=== Data rows ===

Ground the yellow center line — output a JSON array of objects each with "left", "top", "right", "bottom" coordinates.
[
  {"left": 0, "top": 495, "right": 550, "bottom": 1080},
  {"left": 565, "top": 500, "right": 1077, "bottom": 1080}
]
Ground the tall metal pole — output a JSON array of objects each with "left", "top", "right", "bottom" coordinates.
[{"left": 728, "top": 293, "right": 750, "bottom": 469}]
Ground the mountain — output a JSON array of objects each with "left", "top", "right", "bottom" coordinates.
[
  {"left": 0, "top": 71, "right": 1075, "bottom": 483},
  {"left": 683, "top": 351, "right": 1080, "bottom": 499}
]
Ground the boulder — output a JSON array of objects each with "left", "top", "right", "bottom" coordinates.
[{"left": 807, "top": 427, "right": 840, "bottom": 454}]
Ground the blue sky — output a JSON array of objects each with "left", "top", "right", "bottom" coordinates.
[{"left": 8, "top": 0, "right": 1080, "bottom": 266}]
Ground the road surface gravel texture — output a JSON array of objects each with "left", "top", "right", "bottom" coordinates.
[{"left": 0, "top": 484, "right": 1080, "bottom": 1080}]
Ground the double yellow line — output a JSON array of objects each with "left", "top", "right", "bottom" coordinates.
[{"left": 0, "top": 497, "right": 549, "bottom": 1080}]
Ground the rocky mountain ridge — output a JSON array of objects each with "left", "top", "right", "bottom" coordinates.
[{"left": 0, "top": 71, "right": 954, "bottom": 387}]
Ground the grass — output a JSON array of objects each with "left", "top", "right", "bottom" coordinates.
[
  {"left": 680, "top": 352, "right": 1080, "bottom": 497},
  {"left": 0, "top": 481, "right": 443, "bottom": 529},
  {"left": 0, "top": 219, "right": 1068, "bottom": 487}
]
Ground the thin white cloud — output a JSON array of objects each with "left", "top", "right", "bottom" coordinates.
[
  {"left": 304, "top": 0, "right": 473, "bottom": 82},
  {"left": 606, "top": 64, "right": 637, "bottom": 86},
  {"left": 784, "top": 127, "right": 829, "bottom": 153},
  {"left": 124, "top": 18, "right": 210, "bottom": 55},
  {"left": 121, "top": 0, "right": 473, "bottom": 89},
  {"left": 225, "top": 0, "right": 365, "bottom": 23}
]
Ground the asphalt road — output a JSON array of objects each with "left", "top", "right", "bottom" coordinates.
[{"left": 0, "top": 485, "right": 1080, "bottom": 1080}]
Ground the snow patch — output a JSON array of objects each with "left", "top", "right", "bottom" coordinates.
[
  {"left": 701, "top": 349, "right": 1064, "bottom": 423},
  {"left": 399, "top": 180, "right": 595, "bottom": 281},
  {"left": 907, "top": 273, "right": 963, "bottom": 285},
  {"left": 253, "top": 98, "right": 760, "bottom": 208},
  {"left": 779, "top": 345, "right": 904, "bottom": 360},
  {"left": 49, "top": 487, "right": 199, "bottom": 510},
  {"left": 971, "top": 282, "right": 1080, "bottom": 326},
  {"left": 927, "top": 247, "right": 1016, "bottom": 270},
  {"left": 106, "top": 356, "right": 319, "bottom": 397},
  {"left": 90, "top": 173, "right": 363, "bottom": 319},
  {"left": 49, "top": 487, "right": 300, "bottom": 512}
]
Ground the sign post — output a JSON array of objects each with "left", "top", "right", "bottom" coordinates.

===

● **What you will do**:
Count how many lines in the entries above contain the string "mountain". Case counts, and your reply should be the number alone.

● **Problem solution**:
2